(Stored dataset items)
□ □ □ □
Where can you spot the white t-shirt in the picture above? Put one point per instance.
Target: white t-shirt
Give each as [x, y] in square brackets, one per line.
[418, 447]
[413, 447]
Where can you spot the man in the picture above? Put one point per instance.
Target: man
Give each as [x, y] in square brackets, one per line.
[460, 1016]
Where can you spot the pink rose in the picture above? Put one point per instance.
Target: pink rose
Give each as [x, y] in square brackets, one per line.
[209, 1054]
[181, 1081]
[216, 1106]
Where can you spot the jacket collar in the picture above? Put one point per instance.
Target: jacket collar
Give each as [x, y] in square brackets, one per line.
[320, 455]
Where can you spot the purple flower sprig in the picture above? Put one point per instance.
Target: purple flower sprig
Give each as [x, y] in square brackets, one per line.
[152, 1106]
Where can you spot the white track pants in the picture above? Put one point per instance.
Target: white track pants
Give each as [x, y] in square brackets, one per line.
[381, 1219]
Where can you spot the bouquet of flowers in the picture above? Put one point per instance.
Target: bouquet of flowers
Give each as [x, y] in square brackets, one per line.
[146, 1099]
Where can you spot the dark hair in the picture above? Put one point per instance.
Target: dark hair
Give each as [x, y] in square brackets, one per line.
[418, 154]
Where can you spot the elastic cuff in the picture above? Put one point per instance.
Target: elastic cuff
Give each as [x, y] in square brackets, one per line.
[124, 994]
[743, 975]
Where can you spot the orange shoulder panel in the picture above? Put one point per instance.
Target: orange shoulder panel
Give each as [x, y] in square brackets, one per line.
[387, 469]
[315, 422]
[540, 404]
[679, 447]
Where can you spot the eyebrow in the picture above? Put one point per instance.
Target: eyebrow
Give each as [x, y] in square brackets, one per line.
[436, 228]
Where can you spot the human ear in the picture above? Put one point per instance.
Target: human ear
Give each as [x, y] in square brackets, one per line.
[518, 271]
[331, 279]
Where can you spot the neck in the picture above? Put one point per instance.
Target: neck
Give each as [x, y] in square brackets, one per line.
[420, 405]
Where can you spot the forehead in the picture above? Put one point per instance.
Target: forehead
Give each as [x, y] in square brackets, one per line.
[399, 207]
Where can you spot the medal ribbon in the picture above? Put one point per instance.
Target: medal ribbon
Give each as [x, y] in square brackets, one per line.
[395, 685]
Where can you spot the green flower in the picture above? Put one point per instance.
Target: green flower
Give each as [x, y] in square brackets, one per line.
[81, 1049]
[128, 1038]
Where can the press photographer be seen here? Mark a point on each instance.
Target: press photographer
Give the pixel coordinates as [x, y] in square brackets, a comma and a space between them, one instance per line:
□ □ □ □
[Directions for this task]: The data above should be reproduced in full, word for word.

[Output for this exercise]:
Where can you spot the white t-shirt in the picture above? Put one point per instance.
Target: white t-shirt
Give each as [x, y] in square brackets, one per line.
[418, 447]
[413, 447]
Where can you spot the man in the picture above? Put one point per instance.
Target: man
Give each as [x, y] in square brackets, one per line.
[460, 1016]
Where can you spot the pink rose in the picture above? Put one point per instance.
Target: pink rose
Give each as [x, y] in square brackets, one per line.
[209, 1054]
[181, 1081]
[216, 1106]
Where can you spot the jacket collar in the picture above? Put one point per instance.
Target: jacket collar
Give each as [x, y] in square brackets, one per line.
[320, 455]
Where can you spot the purple flower sprig in the picture above? Put one point per instance.
Target: purple flower sprig
Give each as [x, y] in square brackets, one per line.
[152, 1106]
Where can you spot the white track pants in the picture above? Put one point per instance.
Target: white track pants
Give each as [x, y] in square brackets, one per line.
[381, 1219]
Where can you spot the bouquet of flowers in the picture above? Put one point per instance.
Target: bouquet of flowers
Give each as [x, y] in square brackets, one per line.
[146, 1099]
Where can you spot the dark hair in the picture above? Put one point per instance.
Target: dark hair
Give each as [x, y] in square brackets, one per line.
[418, 154]
Where can you spot the elastic cuff in the picture above? Put one point per instance.
Target: elastic cuff
Give each as [x, y] in square brackets, one per line.
[124, 994]
[743, 975]
Where can you spot the orange shoulder panel in the picture above? Put one point per instance.
Target: orange shoulder panel
Give each as [x, y] in square brackets, one per line.
[387, 469]
[315, 422]
[540, 404]
[679, 447]
Where can you spot the eyebrow in the picture above? Put one point per instance.
Target: eyebrow
Give each as [x, y] in square brackets, one per line.
[436, 228]
Where can you spot the human ear in the picture above? Put one point per instance.
Target: human ear
Give each as [x, y] in square brackets, one per line.
[518, 271]
[331, 279]
Where can you spot the neck in the picture above? Put one point per instance.
Target: neck
Give each as [x, y] in square brackets, one per line.
[420, 405]
Where can you spot the forehead in the picture above? Put one point per instance.
Target: forehead
Give each as [x, y] in square brackets, one per line.
[399, 207]
Where can you spot the medal ribbon in the picture above? Put one point per instance.
Target: medal ribbon
Give each as [x, y] in square brackets, one per line.
[395, 685]
Where can you spot the green flower in the picture above? Put one point per instance.
Target: green flower
Give each as [x, y] in square brackets, one per line.
[81, 1049]
[128, 1038]
Where can the press photographer be seen here? Mark a point on each instance.
Target: press photographer
Give the pixel coordinates as [x, y] in square brackets, a comma and a space between them, one instance per line:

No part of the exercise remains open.